**Document passage:**
+--
29th Street ALF, LLC d/b/a Meadowview of Greeley (27-RC-245022) Greeley, CO, September 16, 2020. The Board denied the Employer’s Request for Review of the Regional Director’s Decision and Certification of Representative as it raised no substantial issues warranting review. The Employer had contended that the Petitioner tainted the showing of interest and the election results by using supervisors during its organizing drive. In denying review, the Board agreed with the Regional Director’s conclusion that the conduct at issue in this case did not require setting aside the election under the test set out in Harborside Healthcare, Inc., 343 NLRB 906 (2004), regarding pro-union supervisory conduct, but in doing so did not rely on the Regional Director’s finding that the pro-union conduct at issue was relatively isolated and was not widely disseminated. The Board also denied the Employer’s Request for Extraordinary Relief as moot. Petitioner—United Food & Commercial Workers International Union, AFL-CIO, Local 7. Members Kaplan, Emanuel, and McFerran participated.
C Cases
McDonald’s USA, LLC, a Joint Employer, et al. (02-CA-093893, et al.) Various Cities and States, September 16, 2020. The Board denied the Charging Parties’ Motion to Reopen the Record and for Reconsideration of the Board’s Order Remanding reported at 368 NLRB No. 134 (2019). The Board found that the Charging Parties had not identified any material error or demonstrated extraordinary circumstances warranting reconsideration. The Board also denied as moot the Charging Parties’ request for a stay of the Board’s Order Remanding. Charges filed by Fast Food Workers Committee and Service Employees International Union, CTW, CLC, et al. Members Kaplan, Emanuel, and McFerran participated.
+--
**Records provided:**

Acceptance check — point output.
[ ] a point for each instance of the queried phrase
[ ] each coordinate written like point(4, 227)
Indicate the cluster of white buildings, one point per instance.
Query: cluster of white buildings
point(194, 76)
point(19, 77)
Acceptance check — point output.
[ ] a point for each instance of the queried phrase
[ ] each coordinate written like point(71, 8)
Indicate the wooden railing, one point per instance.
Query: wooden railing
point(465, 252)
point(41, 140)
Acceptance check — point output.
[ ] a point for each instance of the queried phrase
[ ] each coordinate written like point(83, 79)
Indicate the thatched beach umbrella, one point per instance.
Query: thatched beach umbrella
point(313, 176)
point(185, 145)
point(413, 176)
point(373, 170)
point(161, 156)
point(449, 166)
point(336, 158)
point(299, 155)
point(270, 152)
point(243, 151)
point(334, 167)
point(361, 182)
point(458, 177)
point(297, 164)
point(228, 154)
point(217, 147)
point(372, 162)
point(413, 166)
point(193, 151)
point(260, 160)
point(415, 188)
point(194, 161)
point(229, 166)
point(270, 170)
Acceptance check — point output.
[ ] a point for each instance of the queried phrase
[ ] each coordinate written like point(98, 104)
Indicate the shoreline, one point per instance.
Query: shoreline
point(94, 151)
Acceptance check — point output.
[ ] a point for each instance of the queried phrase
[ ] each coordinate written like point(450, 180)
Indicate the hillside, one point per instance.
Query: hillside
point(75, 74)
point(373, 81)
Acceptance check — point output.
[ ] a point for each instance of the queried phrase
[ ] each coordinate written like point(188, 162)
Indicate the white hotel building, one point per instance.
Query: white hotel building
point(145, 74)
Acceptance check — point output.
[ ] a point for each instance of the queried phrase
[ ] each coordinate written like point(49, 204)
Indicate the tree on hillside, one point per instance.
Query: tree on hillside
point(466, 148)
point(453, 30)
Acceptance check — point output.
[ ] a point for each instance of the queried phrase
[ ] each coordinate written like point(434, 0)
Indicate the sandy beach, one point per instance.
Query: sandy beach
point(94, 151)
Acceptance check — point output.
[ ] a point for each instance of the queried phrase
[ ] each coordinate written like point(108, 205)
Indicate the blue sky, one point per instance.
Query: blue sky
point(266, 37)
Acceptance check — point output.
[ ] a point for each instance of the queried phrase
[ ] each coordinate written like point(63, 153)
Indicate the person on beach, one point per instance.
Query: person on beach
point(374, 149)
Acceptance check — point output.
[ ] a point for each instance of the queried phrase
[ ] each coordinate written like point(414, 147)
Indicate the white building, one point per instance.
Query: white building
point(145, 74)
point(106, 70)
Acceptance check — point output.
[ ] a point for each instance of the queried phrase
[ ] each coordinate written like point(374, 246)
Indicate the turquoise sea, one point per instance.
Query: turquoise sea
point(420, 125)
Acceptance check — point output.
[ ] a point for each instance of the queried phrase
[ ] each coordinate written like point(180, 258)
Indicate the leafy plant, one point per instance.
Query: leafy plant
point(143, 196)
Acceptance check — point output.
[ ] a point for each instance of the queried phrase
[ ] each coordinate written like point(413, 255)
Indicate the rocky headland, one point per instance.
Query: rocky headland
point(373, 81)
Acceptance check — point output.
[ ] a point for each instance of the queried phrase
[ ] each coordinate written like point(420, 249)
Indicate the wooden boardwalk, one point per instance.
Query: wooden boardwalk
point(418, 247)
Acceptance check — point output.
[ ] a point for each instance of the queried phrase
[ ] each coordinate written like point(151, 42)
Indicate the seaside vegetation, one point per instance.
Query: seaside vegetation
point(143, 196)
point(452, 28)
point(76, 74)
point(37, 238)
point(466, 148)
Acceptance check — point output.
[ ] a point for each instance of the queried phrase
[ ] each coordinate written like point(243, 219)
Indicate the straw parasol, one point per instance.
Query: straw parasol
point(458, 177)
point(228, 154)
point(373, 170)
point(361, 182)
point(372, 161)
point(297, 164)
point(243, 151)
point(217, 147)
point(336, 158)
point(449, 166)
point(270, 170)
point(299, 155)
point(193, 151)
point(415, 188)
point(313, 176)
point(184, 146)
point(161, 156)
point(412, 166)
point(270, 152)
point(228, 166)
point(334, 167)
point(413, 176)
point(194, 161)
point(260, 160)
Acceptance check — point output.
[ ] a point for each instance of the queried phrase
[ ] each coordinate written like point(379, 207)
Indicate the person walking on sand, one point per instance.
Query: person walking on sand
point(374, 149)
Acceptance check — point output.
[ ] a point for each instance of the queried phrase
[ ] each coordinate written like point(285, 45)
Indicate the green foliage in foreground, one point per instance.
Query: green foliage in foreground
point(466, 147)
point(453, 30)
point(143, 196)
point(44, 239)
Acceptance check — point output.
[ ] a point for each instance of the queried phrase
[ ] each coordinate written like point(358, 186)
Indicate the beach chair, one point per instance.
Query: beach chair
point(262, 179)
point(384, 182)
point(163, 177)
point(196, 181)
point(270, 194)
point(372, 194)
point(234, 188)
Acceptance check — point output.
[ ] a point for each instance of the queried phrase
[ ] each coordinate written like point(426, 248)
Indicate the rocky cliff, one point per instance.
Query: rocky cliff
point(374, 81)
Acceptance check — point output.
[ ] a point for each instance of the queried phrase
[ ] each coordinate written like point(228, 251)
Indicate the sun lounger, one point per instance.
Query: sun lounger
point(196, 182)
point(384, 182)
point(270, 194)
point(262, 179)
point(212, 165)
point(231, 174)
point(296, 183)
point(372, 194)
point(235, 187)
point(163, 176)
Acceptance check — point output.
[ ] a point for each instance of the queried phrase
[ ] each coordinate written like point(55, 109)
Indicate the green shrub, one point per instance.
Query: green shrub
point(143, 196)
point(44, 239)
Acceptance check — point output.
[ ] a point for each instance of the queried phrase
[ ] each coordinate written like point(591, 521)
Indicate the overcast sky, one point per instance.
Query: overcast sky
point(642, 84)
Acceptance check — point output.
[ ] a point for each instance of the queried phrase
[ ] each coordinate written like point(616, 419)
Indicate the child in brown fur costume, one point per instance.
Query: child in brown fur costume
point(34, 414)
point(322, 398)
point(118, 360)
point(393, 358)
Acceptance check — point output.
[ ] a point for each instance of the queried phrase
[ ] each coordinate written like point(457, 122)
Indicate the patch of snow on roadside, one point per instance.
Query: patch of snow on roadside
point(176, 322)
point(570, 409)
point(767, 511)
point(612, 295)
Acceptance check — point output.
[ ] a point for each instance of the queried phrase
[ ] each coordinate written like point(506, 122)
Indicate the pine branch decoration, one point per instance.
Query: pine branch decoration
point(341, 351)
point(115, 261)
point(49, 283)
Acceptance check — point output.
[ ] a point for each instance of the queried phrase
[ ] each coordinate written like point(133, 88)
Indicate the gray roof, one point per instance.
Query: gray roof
+--
**Problems to solve:**
A: In the Board case summaries, which union was the Petitioner in the Meadowview of Greeley case?
B: Decide whether each statement agrees with the Board case summaries. Answer yes or no and quote the words that settle it.
(i) In the Meadowview of Greeley case, the Board relied on the Regional Director's finding that the pro-union conduct was relatively isolated.
(ii) In the McDonald's USA case, the Board denied the Charging Parties' request for a stay of its Order Remanding as moot.
(iii) Member McFerran participated in the McDonald's USA case.
C: Write the next part of the Board case summaries, starting after their last sentence.

**Responses in order:**
A: United Food & Commercial Workers International Union, AFL-CIO, Local 7.

B:
(i) No: "did not rely on the Regional Director’s finding that the pro-union conduct at issue was relatively isolated and was not widely disseminated"
(ii) Yes: "The Board also denied as moot the Charging Parties’ request for a stay of the Board’s Order Remanding."
(iii) Yes: "Members Kaplan, Emanuel, and McFerran participated."

C:
Zeigler North Riverside, LLC d/b/a Zeigler Ford of North Riverside (13-CA-255786, et al.) North Riverside and Lincolnwood, IL, September 18, 2020. The Board approved a formal settlement stipulation between the Respondent, the Charging Party, and the General Counsel and specified actions the Respondent must take to comply with the Act. The complaint had alleged Section 8(a)(5) and (1) violations. Charges filed by Teamsters Local 731, International Brotherhood of Teamsters, AFL-CIO. Chairman Ring and Members Kaplan and Emanuel participated.
Khavkin Clinic, PLLC (28-CA-220023 and 28-CA-223014) Las Vegas, NV, September 18, 2020. No exceptions having been filed to the August 6, 2020 decision of Administrative Law Judge John T. Giannopolous’ finding that the Respondent had engaged in certain unfair labor practices, the Board adopted the judge’s findings and conclusions, and ordered the Respondent to take the action set forth in the judge’s recommended Order. Charges filed by an individual.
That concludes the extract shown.